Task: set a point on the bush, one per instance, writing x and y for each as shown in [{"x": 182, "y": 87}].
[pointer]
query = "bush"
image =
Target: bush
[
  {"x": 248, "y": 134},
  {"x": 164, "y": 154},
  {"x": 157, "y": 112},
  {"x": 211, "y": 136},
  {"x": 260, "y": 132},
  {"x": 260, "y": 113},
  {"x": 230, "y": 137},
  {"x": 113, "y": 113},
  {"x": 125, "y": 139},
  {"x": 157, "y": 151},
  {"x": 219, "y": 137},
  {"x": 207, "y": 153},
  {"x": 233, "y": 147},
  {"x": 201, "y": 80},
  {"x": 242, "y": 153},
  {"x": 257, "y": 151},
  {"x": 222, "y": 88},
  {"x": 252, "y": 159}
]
════
_PROMPT_
Repeat the whole listing word for word.

_TASK RESULT_
Task: set a point on the bush, one per instance, writing x and y for each as shown in [{"x": 182, "y": 87}].
[pointer]
query = "bush"
image =
Target: bush
[
  {"x": 248, "y": 134},
  {"x": 164, "y": 154},
  {"x": 157, "y": 112},
  {"x": 211, "y": 136},
  {"x": 260, "y": 132},
  {"x": 260, "y": 113},
  {"x": 230, "y": 137},
  {"x": 113, "y": 113},
  {"x": 125, "y": 139},
  {"x": 157, "y": 151},
  {"x": 219, "y": 137},
  {"x": 207, "y": 153},
  {"x": 233, "y": 147},
  {"x": 201, "y": 80},
  {"x": 242, "y": 153},
  {"x": 257, "y": 151},
  {"x": 222, "y": 88},
  {"x": 252, "y": 159}
]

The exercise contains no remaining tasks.